ABOUT THIS EXERCISE
Retype the lines from the first one in the records down to the line containing "roi: salmon skin", counting both, and leave out any pictures.

INFORMATION SUPPLIED
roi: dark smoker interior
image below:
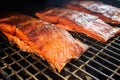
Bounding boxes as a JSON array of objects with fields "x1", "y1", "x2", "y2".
[
  {"x1": 0, "y1": 0, "x2": 120, "y2": 80},
  {"x1": 0, "y1": 0, "x2": 120, "y2": 15}
]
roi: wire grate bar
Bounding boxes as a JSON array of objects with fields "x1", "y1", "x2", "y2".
[
  {"x1": 87, "y1": 50, "x2": 119, "y2": 68},
  {"x1": 79, "y1": 59, "x2": 115, "y2": 80},
  {"x1": 88, "y1": 46, "x2": 120, "y2": 64},
  {"x1": 83, "y1": 54, "x2": 120, "y2": 76},
  {"x1": 64, "y1": 68, "x2": 84, "y2": 80},
  {"x1": 109, "y1": 67, "x2": 120, "y2": 79},
  {"x1": 68, "y1": 62, "x2": 99, "y2": 80}
]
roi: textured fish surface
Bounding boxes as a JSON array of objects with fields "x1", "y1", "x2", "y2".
[
  {"x1": 36, "y1": 8, "x2": 120, "y2": 42},
  {"x1": 65, "y1": 0, "x2": 120, "y2": 24},
  {"x1": 0, "y1": 13, "x2": 88, "y2": 72}
]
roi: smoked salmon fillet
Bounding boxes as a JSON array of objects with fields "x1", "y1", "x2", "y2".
[
  {"x1": 35, "y1": 8, "x2": 120, "y2": 42},
  {"x1": 65, "y1": 0, "x2": 120, "y2": 24},
  {"x1": 0, "y1": 13, "x2": 88, "y2": 72}
]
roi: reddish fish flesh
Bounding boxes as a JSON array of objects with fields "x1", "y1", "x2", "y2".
[
  {"x1": 65, "y1": 0, "x2": 120, "y2": 24},
  {"x1": 35, "y1": 8, "x2": 120, "y2": 42},
  {"x1": 0, "y1": 13, "x2": 88, "y2": 72}
]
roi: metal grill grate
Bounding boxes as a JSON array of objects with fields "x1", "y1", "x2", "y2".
[{"x1": 0, "y1": 30, "x2": 120, "y2": 80}]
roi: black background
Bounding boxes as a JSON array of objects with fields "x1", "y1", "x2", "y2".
[{"x1": 0, "y1": 0, "x2": 120, "y2": 16}]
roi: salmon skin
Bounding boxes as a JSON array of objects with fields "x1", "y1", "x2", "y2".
[
  {"x1": 65, "y1": 0, "x2": 120, "y2": 24},
  {"x1": 0, "y1": 13, "x2": 88, "y2": 72},
  {"x1": 35, "y1": 8, "x2": 120, "y2": 42}
]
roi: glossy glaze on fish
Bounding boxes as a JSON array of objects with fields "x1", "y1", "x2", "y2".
[
  {"x1": 0, "y1": 13, "x2": 88, "y2": 72},
  {"x1": 36, "y1": 8, "x2": 120, "y2": 42},
  {"x1": 65, "y1": 0, "x2": 120, "y2": 24}
]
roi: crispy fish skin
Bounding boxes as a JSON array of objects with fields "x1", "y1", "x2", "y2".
[
  {"x1": 65, "y1": 0, "x2": 120, "y2": 24},
  {"x1": 35, "y1": 8, "x2": 120, "y2": 42},
  {"x1": 0, "y1": 13, "x2": 88, "y2": 72}
]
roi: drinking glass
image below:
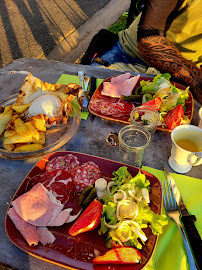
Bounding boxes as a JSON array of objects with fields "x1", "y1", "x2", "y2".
[
  {"x1": 130, "y1": 106, "x2": 159, "y2": 139},
  {"x1": 118, "y1": 125, "x2": 151, "y2": 167}
]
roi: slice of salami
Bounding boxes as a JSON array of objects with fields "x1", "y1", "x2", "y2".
[
  {"x1": 114, "y1": 99, "x2": 135, "y2": 113},
  {"x1": 89, "y1": 98, "x2": 103, "y2": 112},
  {"x1": 89, "y1": 97, "x2": 135, "y2": 117},
  {"x1": 100, "y1": 101, "x2": 119, "y2": 115},
  {"x1": 46, "y1": 154, "x2": 80, "y2": 171},
  {"x1": 27, "y1": 169, "x2": 76, "y2": 204},
  {"x1": 71, "y1": 161, "x2": 101, "y2": 192}
]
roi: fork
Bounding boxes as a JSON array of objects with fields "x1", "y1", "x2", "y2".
[
  {"x1": 161, "y1": 178, "x2": 199, "y2": 270},
  {"x1": 78, "y1": 71, "x2": 90, "y2": 112}
]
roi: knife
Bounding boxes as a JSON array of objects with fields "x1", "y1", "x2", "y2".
[
  {"x1": 164, "y1": 168, "x2": 202, "y2": 269},
  {"x1": 89, "y1": 76, "x2": 97, "y2": 122},
  {"x1": 89, "y1": 76, "x2": 97, "y2": 98}
]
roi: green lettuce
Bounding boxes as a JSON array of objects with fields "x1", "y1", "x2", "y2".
[
  {"x1": 129, "y1": 171, "x2": 150, "y2": 189},
  {"x1": 99, "y1": 166, "x2": 168, "y2": 250},
  {"x1": 136, "y1": 204, "x2": 168, "y2": 235},
  {"x1": 140, "y1": 73, "x2": 171, "y2": 94},
  {"x1": 112, "y1": 166, "x2": 132, "y2": 184}
]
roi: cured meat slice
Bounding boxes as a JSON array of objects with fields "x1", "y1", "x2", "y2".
[
  {"x1": 114, "y1": 99, "x2": 135, "y2": 113},
  {"x1": 12, "y1": 183, "x2": 64, "y2": 226},
  {"x1": 66, "y1": 209, "x2": 82, "y2": 223},
  {"x1": 110, "y1": 73, "x2": 131, "y2": 84},
  {"x1": 99, "y1": 100, "x2": 119, "y2": 115},
  {"x1": 27, "y1": 169, "x2": 76, "y2": 204},
  {"x1": 71, "y1": 161, "x2": 101, "y2": 192},
  {"x1": 37, "y1": 226, "x2": 56, "y2": 245},
  {"x1": 102, "y1": 75, "x2": 140, "y2": 98},
  {"x1": 89, "y1": 97, "x2": 135, "y2": 117},
  {"x1": 46, "y1": 154, "x2": 80, "y2": 171},
  {"x1": 48, "y1": 208, "x2": 73, "y2": 227},
  {"x1": 8, "y1": 207, "x2": 39, "y2": 246}
]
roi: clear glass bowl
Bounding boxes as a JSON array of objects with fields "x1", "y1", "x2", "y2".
[{"x1": 0, "y1": 94, "x2": 81, "y2": 159}]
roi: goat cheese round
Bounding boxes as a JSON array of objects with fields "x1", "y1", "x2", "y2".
[{"x1": 28, "y1": 94, "x2": 62, "y2": 118}]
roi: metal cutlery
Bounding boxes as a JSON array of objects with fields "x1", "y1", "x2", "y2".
[
  {"x1": 163, "y1": 168, "x2": 202, "y2": 269},
  {"x1": 162, "y1": 170, "x2": 200, "y2": 270},
  {"x1": 78, "y1": 71, "x2": 90, "y2": 112}
]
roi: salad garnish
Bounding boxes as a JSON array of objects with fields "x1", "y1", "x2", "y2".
[
  {"x1": 140, "y1": 73, "x2": 190, "y2": 126},
  {"x1": 99, "y1": 167, "x2": 168, "y2": 249}
]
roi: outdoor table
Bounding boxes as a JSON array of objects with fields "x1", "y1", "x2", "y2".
[{"x1": 0, "y1": 58, "x2": 201, "y2": 270}]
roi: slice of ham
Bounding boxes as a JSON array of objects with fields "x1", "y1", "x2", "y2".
[
  {"x1": 8, "y1": 207, "x2": 39, "y2": 246},
  {"x1": 48, "y1": 208, "x2": 73, "y2": 227},
  {"x1": 110, "y1": 72, "x2": 131, "y2": 84},
  {"x1": 37, "y1": 226, "x2": 56, "y2": 245},
  {"x1": 12, "y1": 183, "x2": 64, "y2": 226},
  {"x1": 102, "y1": 74, "x2": 140, "y2": 98},
  {"x1": 66, "y1": 208, "x2": 82, "y2": 223}
]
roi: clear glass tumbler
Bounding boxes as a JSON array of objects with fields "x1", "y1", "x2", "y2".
[
  {"x1": 118, "y1": 125, "x2": 151, "y2": 167},
  {"x1": 130, "y1": 106, "x2": 159, "y2": 139}
]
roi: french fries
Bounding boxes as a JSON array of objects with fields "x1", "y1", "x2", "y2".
[
  {"x1": 25, "y1": 122, "x2": 40, "y2": 140},
  {"x1": 31, "y1": 115, "x2": 46, "y2": 132},
  {"x1": 12, "y1": 104, "x2": 31, "y2": 113},
  {"x1": 14, "y1": 143, "x2": 44, "y2": 152},
  {"x1": 0, "y1": 73, "x2": 74, "y2": 153},
  {"x1": 0, "y1": 113, "x2": 12, "y2": 135},
  {"x1": 0, "y1": 108, "x2": 13, "y2": 135},
  {"x1": 14, "y1": 118, "x2": 29, "y2": 135},
  {"x1": 4, "y1": 133, "x2": 33, "y2": 144},
  {"x1": 0, "y1": 110, "x2": 47, "y2": 152},
  {"x1": 32, "y1": 132, "x2": 46, "y2": 145}
]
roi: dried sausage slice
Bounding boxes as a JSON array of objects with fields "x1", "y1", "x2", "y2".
[
  {"x1": 89, "y1": 97, "x2": 135, "y2": 116},
  {"x1": 71, "y1": 161, "x2": 101, "y2": 192},
  {"x1": 46, "y1": 154, "x2": 80, "y2": 171}
]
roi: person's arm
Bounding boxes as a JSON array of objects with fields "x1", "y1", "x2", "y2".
[{"x1": 137, "y1": 0, "x2": 202, "y2": 103}]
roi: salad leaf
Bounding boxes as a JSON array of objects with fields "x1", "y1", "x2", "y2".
[
  {"x1": 105, "y1": 203, "x2": 117, "y2": 221},
  {"x1": 129, "y1": 171, "x2": 150, "y2": 189},
  {"x1": 69, "y1": 96, "x2": 80, "y2": 117},
  {"x1": 125, "y1": 238, "x2": 143, "y2": 250},
  {"x1": 100, "y1": 166, "x2": 168, "y2": 250},
  {"x1": 136, "y1": 204, "x2": 168, "y2": 235},
  {"x1": 140, "y1": 73, "x2": 171, "y2": 94},
  {"x1": 142, "y1": 93, "x2": 153, "y2": 103},
  {"x1": 112, "y1": 166, "x2": 132, "y2": 184},
  {"x1": 150, "y1": 213, "x2": 169, "y2": 235},
  {"x1": 159, "y1": 91, "x2": 183, "y2": 112}
]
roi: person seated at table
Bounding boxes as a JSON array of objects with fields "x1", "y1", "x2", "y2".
[{"x1": 91, "y1": 0, "x2": 202, "y2": 104}]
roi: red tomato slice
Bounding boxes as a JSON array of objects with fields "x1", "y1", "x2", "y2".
[
  {"x1": 68, "y1": 199, "x2": 102, "y2": 236},
  {"x1": 164, "y1": 104, "x2": 184, "y2": 130},
  {"x1": 142, "y1": 97, "x2": 162, "y2": 111}
]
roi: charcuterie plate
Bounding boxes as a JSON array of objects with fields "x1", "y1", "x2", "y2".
[
  {"x1": 89, "y1": 76, "x2": 194, "y2": 132},
  {"x1": 5, "y1": 151, "x2": 163, "y2": 270}
]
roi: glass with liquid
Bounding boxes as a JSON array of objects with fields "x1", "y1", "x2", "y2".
[{"x1": 175, "y1": 138, "x2": 200, "y2": 152}]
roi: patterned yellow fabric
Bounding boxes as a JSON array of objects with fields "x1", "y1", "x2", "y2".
[
  {"x1": 166, "y1": 0, "x2": 202, "y2": 67},
  {"x1": 119, "y1": 0, "x2": 202, "y2": 67}
]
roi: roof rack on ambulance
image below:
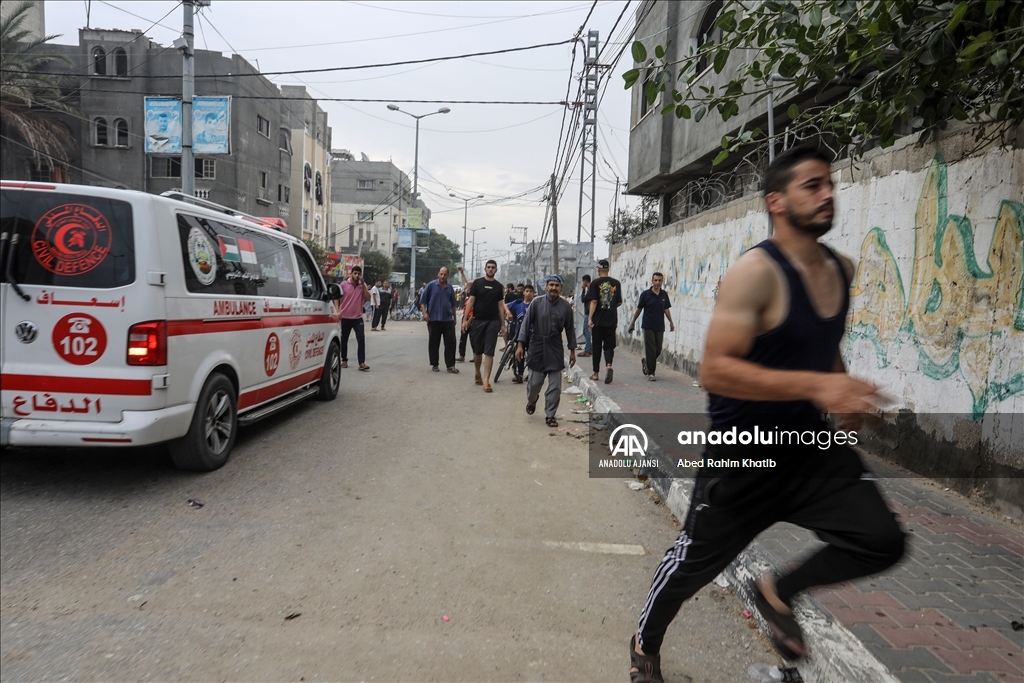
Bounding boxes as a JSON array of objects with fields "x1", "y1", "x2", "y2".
[{"x1": 159, "y1": 191, "x2": 288, "y2": 232}]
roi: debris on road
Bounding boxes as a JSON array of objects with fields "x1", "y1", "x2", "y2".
[
  {"x1": 1012, "y1": 620, "x2": 1023, "y2": 631},
  {"x1": 441, "y1": 614, "x2": 450, "y2": 622},
  {"x1": 186, "y1": 499, "x2": 204, "y2": 508},
  {"x1": 284, "y1": 612, "x2": 301, "y2": 620},
  {"x1": 747, "y1": 663, "x2": 782, "y2": 682},
  {"x1": 564, "y1": 386, "x2": 583, "y2": 395},
  {"x1": 714, "y1": 573, "x2": 730, "y2": 588},
  {"x1": 627, "y1": 481, "x2": 646, "y2": 491},
  {"x1": 780, "y1": 667, "x2": 803, "y2": 682}
]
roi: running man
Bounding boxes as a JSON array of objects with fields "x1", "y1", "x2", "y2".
[
  {"x1": 585, "y1": 259, "x2": 622, "y2": 384},
  {"x1": 516, "y1": 275, "x2": 575, "y2": 427},
  {"x1": 339, "y1": 265, "x2": 371, "y2": 371},
  {"x1": 629, "y1": 144, "x2": 905, "y2": 682},
  {"x1": 627, "y1": 272, "x2": 675, "y2": 381},
  {"x1": 462, "y1": 259, "x2": 512, "y2": 392}
]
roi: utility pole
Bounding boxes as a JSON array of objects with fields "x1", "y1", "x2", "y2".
[
  {"x1": 612, "y1": 176, "x2": 619, "y2": 239},
  {"x1": 181, "y1": 0, "x2": 195, "y2": 197},
  {"x1": 576, "y1": 30, "x2": 606, "y2": 244},
  {"x1": 550, "y1": 174, "x2": 559, "y2": 278}
]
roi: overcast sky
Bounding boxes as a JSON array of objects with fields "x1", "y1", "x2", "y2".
[{"x1": 45, "y1": 0, "x2": 642, "y2": 265}]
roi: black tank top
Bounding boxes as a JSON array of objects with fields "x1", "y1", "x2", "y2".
[{"x1": 708, "y1": 240, "x2": 849, "y2": 430}]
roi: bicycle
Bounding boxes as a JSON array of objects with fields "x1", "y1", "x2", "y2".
[
  {"x1": 494, "y1": 319, "x2": 526, "y2": 382},
  {"x1": 391, "y1": 307, "x2": 423, "y2": 322}
]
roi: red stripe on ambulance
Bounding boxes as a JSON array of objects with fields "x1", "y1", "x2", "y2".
[
  {"x1": 238, "y1": 366, "x2": 322, "y2": 410},
  {"x1": 2, "y1": 374, "x2": 152, "y2": 395}
]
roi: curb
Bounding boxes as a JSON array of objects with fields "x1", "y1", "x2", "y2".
[{"x1": 566, "y1": 364, "x2": 899, "y2": 683}]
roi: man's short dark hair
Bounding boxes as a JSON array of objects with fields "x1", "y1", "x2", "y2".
[
  {"x1": 486, "y1": 259, "x2": 497, "y2": 267},
  {"x1": 351, "y1": 266, "x2": 362, "y2": 274},
  {"x1": 523, "y1": 284, "x2": 534, "y2": 291},
  {"x1": 653, "y1": 272, "x2": 664, "y2": 279},
  {"x1": 763, "y1": 143, "x2": 834, "y2": 197},
  {"x1": 582, "y1": 274, "x2": 591, "y2": 283}
]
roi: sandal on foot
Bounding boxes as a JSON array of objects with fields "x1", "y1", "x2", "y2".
[
  {"x1": 751, "y1": 579, "x2": 805, "y2": 660},
  {"x1": 341, "y1": 361, "x2": 348, "y2": 369},
  {"x1": 483, "y1": 385, "x2": 493, "y2": 393},
  {"x1": 358, "y1": 364, "x2": 370, "y2": 371},
  {"x1": 605, "y1": 368, "x2": 614, "y2": 384},
  {"x1": 526, "y1": 402, "x2": 536, "y2": 415},
  {"x1": 629, "y1": 635, "x2": 663, "y2": 683},
  {"x1": 545, "y1": 417, "x2": 558, "y2": 428},
  {"x1": 589, "y1": 373, "x2": 600, "y2": 381}
]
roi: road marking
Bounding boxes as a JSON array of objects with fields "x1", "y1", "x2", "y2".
[{"x1": 543, "y1": 540, "x2": 645, "y2": 555}]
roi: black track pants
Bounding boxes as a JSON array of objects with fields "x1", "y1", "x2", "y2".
[{"x1": 637, "y1": 443, "x2": 905, "y2": 655}]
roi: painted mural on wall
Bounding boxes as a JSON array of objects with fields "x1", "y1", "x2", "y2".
[
  {"x1": 848, "y1": 156, "x2": 1024, "y2": 418},
  {"x1": 612, "y1": 150, "x2": 1023, "y2": 420}
]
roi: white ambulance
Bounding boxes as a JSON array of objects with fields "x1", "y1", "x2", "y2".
[{"x1": 0, "y1": 182, "x2": 342, "y2": 470}]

THE ANSWER
roi: dark smoker interior
image below:
Bounding boxes as a JSON array of objects with fields "x1", "y1", "x2", "y2".
[
  {"x1": 0, "y1": 0, "x2": 120, "y2": 80},
  {"x1": 0, "y1": 0, "x2": 120, "y2": 15}
]
roi: wire grate bar
Bounding boxes as a JSON array of objects with fields "x1", "y1", "x2", "y2".
[
  {"x1": 87, "y1": 50, "x2": 119, "y2": 68},
  {"x1": 79, "y1": 59, "x2": 115, "y2": 80},
  {"x1": 88, "y1": 46, "x2": 120, "y2": 64},
  {"x1": 83, "y1": 54, "x2": 120, "y2": 76},
  {"x1": 64, "y1": 68, "x2": 84, "y2": 80},
  {"x1": 109, "y1": 67, "x2": 120, "y2": 79},
  {"x1": 68, "y1": 62, "x2": 99, "y2": 80}
]
roi: textured fish surface
Bounding boxes as a JSON array of objects with fields "x1", "y1", "x2", "y2".
[
  {"x1": 36, "y1": 8, "x2": 120, "y2": 42},
  {"x1": 65, "y1": 0, "x2": 120, "y2": 24},
  {"x1": 0, "y1": 13, "x2": 88, "y2": 72}
]
roi: smoked salmon fillet
Bounding boxes as a JSON array of objects with fields "x1", "y1", "x2", "y2".
[
  {"x1": 35, "y1": 8, "x2": 120, "y2": 42},
  {"x1": 65, "y1": 0, "x2": 120, "y2": 24},
  {"x1": 0, "y1": 13, "x2": 88, "y2": 72}
]
roi: reddish fish flesh
Bounding boxes as a JSON array of objects with fields "x1", "y1", "x2", "y2".
[
  {"x1": 65, "y1": 0, "x2": 120, "y2": 24},
  {"x1": 35, "y1": 8, "x2": 120, "y2": 42},
  {"x1": 0, "y1": 13, "x2": 88, "y2": 72}
]
roi: metal grill grate
Bounding boxes as a JSON array of objects with fields "x1", "y1", "x2", "y2".
[{"x1": 0, "y1": 30, "x2": 120, "y2": 80}]
roi: black background
Bounding boxes as a JSON array of objects with fields "x1", "y1", "x2", "y2".
[{"x1": 0, "y1": 0, "x2": 120, "y2": 16}]
roi: salmon skin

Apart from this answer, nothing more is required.